» Your task:
Looking at the listing beneath, work out how many lines hold "grey" and report only that figure.

» Records for processing:
────────

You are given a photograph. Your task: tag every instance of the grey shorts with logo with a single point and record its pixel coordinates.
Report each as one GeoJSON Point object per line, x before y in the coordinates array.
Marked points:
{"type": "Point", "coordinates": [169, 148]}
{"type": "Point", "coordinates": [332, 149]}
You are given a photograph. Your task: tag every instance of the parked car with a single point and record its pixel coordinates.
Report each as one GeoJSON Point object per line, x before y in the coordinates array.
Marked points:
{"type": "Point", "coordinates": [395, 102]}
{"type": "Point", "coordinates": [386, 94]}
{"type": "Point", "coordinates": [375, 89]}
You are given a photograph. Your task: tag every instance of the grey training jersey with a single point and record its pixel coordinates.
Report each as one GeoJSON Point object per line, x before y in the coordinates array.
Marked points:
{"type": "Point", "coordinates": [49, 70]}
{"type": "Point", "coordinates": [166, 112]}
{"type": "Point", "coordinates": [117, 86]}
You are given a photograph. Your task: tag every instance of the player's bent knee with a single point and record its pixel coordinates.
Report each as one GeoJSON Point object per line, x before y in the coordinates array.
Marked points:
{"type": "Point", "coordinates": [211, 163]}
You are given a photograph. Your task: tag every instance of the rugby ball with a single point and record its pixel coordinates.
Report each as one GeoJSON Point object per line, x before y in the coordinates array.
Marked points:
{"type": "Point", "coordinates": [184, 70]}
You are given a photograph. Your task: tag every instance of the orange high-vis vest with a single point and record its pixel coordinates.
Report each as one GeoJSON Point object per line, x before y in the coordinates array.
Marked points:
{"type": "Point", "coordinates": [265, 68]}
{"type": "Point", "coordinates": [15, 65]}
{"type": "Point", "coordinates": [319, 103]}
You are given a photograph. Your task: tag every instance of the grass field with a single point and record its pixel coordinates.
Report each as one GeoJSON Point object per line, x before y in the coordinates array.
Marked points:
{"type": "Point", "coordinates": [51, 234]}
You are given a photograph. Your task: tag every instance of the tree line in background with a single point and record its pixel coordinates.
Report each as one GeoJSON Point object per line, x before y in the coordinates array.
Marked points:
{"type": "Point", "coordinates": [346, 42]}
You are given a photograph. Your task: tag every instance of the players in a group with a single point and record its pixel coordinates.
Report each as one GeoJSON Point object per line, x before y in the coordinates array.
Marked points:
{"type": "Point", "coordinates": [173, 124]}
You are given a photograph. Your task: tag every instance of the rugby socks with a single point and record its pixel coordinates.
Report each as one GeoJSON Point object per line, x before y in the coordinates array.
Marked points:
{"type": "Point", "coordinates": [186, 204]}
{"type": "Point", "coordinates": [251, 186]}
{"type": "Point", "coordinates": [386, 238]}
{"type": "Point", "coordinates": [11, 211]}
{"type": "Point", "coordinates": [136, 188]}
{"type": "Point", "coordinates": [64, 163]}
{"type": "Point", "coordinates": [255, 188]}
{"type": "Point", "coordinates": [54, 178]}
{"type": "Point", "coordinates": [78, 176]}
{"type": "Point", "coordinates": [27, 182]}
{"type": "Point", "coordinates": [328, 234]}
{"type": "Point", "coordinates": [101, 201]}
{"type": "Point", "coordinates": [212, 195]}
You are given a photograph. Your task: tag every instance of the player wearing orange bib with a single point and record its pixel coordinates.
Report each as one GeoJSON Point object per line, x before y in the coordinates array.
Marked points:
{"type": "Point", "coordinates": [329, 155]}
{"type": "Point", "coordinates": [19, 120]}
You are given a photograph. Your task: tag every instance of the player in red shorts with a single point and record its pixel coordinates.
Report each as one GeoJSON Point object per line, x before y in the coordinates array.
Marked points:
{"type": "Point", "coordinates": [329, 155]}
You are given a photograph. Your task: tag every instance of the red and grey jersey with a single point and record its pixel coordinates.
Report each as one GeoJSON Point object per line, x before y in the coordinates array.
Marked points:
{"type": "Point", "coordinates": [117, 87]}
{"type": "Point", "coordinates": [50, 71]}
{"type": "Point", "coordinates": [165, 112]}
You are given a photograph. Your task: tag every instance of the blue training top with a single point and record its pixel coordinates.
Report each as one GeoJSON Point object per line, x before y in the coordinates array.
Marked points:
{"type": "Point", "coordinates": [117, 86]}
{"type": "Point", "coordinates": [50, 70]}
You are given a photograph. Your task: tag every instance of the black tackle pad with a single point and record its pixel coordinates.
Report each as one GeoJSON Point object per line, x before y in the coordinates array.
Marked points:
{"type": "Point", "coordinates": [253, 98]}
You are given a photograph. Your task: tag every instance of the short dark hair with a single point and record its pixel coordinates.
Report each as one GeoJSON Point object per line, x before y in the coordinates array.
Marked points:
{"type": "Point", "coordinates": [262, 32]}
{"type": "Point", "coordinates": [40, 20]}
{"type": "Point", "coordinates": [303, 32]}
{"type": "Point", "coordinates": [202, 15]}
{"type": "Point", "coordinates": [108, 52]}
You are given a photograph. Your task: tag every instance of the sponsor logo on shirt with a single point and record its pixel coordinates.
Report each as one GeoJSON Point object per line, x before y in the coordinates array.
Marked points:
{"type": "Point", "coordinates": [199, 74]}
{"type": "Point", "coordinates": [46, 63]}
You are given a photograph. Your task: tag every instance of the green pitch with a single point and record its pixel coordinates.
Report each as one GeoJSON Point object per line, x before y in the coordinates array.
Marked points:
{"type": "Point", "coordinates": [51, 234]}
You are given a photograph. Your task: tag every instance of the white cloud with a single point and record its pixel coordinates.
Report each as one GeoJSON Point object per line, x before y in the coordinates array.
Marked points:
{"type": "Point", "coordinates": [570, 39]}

────────

» Your solution:
3